Saved data entries
==================================================

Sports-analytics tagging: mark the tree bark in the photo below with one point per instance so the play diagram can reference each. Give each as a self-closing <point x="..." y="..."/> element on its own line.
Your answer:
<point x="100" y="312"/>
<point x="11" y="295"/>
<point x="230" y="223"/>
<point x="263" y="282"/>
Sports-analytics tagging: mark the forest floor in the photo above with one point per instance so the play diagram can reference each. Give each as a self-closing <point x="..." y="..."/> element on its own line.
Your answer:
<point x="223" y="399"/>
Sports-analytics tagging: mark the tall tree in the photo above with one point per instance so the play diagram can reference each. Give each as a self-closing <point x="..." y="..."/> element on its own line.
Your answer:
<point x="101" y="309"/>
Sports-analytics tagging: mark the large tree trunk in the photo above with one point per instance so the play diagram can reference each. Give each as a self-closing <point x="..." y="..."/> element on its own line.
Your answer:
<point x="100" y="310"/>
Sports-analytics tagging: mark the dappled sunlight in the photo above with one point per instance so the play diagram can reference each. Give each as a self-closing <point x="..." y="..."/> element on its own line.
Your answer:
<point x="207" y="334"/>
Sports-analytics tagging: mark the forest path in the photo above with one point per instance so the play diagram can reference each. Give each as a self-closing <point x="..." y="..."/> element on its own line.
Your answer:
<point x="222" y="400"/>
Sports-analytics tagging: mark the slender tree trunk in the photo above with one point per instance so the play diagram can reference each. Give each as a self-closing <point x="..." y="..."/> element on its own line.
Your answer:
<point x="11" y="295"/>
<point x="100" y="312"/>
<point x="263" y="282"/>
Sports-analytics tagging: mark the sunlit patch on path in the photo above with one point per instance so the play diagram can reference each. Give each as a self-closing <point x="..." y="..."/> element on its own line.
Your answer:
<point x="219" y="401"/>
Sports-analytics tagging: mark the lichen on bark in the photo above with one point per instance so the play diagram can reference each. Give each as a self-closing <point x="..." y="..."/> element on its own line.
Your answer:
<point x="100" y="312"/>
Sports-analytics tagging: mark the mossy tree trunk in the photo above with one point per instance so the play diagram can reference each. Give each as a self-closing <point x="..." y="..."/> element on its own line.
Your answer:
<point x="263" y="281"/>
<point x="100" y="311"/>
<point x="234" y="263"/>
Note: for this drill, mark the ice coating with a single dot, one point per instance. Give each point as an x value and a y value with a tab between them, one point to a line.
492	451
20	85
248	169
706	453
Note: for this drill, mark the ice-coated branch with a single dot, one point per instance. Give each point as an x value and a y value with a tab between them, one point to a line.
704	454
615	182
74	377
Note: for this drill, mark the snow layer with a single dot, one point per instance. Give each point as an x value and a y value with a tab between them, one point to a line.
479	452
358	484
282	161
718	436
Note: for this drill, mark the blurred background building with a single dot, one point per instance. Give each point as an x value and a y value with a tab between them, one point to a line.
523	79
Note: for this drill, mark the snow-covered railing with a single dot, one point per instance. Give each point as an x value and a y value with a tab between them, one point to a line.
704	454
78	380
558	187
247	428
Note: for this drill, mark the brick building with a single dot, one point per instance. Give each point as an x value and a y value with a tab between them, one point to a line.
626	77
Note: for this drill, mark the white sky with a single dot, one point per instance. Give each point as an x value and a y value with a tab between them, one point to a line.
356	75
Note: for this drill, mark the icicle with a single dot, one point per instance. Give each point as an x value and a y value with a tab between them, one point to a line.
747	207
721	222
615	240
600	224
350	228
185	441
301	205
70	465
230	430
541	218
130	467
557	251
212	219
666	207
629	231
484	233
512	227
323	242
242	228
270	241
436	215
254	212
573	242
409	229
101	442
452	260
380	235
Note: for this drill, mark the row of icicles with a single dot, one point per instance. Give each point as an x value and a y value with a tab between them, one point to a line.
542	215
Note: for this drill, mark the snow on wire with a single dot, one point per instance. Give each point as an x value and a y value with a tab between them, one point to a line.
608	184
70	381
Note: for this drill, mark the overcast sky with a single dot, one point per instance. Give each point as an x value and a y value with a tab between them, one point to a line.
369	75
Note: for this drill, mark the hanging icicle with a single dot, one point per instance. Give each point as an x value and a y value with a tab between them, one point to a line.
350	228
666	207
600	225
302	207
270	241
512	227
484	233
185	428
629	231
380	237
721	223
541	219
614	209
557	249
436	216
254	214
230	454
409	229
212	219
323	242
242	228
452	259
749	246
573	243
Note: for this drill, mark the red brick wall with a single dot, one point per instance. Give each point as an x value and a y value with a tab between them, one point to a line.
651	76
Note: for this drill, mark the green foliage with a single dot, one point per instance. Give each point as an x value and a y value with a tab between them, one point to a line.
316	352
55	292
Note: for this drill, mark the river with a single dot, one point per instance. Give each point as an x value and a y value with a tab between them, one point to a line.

==================================================

REQUIRED WORK.
Print all of the entries exactly as they appear.

ANSWER.
Sports-analytics tagging: mark the tree bark in the photo below with one point per instance so the play diagram can reference each. Give each as a self-closing <point x="..." y="..."/> element on its own line.
Your answer:
<point x="100" y="312"/>
<point x="11" y="295"/>
<point x="230" y="223"/>
<point x="263" y="282"/>
Sports-analytics tagging: mark the forest floor in the photo above with one point per instance so the play diagram can reference each. Give each as a self-closing <point x="..." y="..."/> element on its own line.
Your answer:
<point x="223" y="399"/>
Sports-analytics tagging: mark the tall tree in the photo above with one point per instance so the play diagram can reference each. Give each as a self-closing <point x="..." y="..."/> element on its own line.
Your answer:
<point x="101" y="309"/>
Sports-analytics tagging: mark the large tree trunk in the photo above with one point per instance so the play diagram can reference each. Give each as a self-closing <point x="..." y="..."/> element on its own line.
Your answer:
<point x="100" y="310"/>
Sports-analytics tagging: mark the dappled sunlight in the photo above with one point per instance so the play diagram can reference each. Give each as a self-closing <point x="..." y="..."/> element on its own line.
Your answer:
<point x="207" y="334"/>
Sports-analytics tagging: mark the forest path in the photo above with one point per instance so the play diagram can reference each. Give each as a self-closing <point x="..." y="..."/> element on its own line.
Your answer:
<point x="222" y="400"/>
Sports-analytics tagging: mark the slender tree trunk in the photo above with one point per instance so the play diagram can reference each. Give each as a self-closing <point x="..." y="..."/> element on its own line.
Your answer:
<point x="11" y="295"/>
<point x="100" y="312"/>
<point x="263" y="282"/>
Sports-analytics tagging: mark the sunlit patch on path in the photo above with one point per instance so the play diagram can reference each. Give each as a self-closing <point x="..." y="..."/> element on its own line.
Your answer:
<point x="219" y="401"/>
Sports-analytics tagging: mark the lichen on bark in the photo above with one point per instance so the play diagram can reference each. Give each as a self-closing <point x="..." y="..."/> element on its own line.
Your answer:
<point x="100" y="312"/>
Sports-analytics tagging: mark the mossy tree trunk in the photo above with one point per instance so the play diagram can reference each. Give each as a self-closing <point x="..." y="..."/> element on its own line.
Your answer:
<point x="263" y="281"/>
<point x="100" y="311"/>
<point x="234" y="263"/>
Note: for this drill, mark the ice coating with a single dot, one point per instance. Give each point as an x value and a y value with a tab between them, one point to a line.
492	451
20	85
248	169
706	453
Note: for this drill, mark the ice-coated branch with a single dot, one point per instance. Give each point as an x value and a y value with a tab between them, one point to a line.
704	454
615	182
74	377
Note: for this drill, mark the snow layer with a single dot, one point per instance. Give each point as an x value and a y value with a tab between them, one point to a line.
479	452
358	484
282	161
718	436
Note: for this drill, mark the blurred background building with a single dot, one point per instance. Give each point as an x value and a y value with a tab between them, one point to a line.
523	79
Note: for this drill, mark the snow-covered railing with a single dot, one point per instance. Give each point as an x value and a y value with a tab between them, one point to a line.
704	454
78	380
558	187
247	428
Note: for this drill, mark the brick building with a single dot, one point per instance. Give each point as an x value and a y value with a tab between them, one point to a line.
626	77
Note: for this drill, mark the white sky with a single dot, one point per instance. Give each point as an x value and a y value with a tab between them, one point to a line.
356	75
Note: for this drill, mark the icicle with a single dot, one point per instance. Give each point as an x value and a y value with a tab between them, one point to a line.
747	207
721	222
615	240
600	224
350	228
185	441
301	205
70	465
230	430
541	218
130	467
557	251
212	219
666	207
629	231
484	233
512	227
323	242
242	228
270	241
436	215
254	212
573	242
409	229
101	442
452	260
380	235
Note: for this drill, mark the row of icicles with a single dot, one point per instance. Give each point as an x value and a y value with a tab between them, one point to a line.
542	215
Note: for this drill, mark the snow on wire with a single dot, one point per instance. Give each point as an x value and a y value with a tab between them, one point to a line.
608	184
70	381
Note: for this drill, mark the overcast sky with a single dot, one point per instance. Give each point as an x value and a y value with a tab between them, one point to a line.
369	75
Note: for this drill, mark the hanging icicle with a single dot, one point per instance. Give each point as an x value and a y value with a tab between them, one point to a line.
350	228
666	207
600	225
302	207
270	241
512	227
484	233
185	428
629	231
380	237
721	223
541	219
614	209
557	249
436	216
254	214
230	454
409	229
212	219
323	242
242	228
452	259
749	246
573	243
Note: for this drill, mark the red brick wall with a single dot, one point per instance. Give each point as an x value and a y value with a tab between them, one point to a line.
651	76
Note: for this drill, mark the green foliage with a single dot, one point per instance. Give each point as an x value and a y value with a tab between them, one point to a line.
316	352
55	292
Note: for this drill, mark the river with a single dot, one point per instance. Give each point as an x value and a y value with a tab between them, one point to a line.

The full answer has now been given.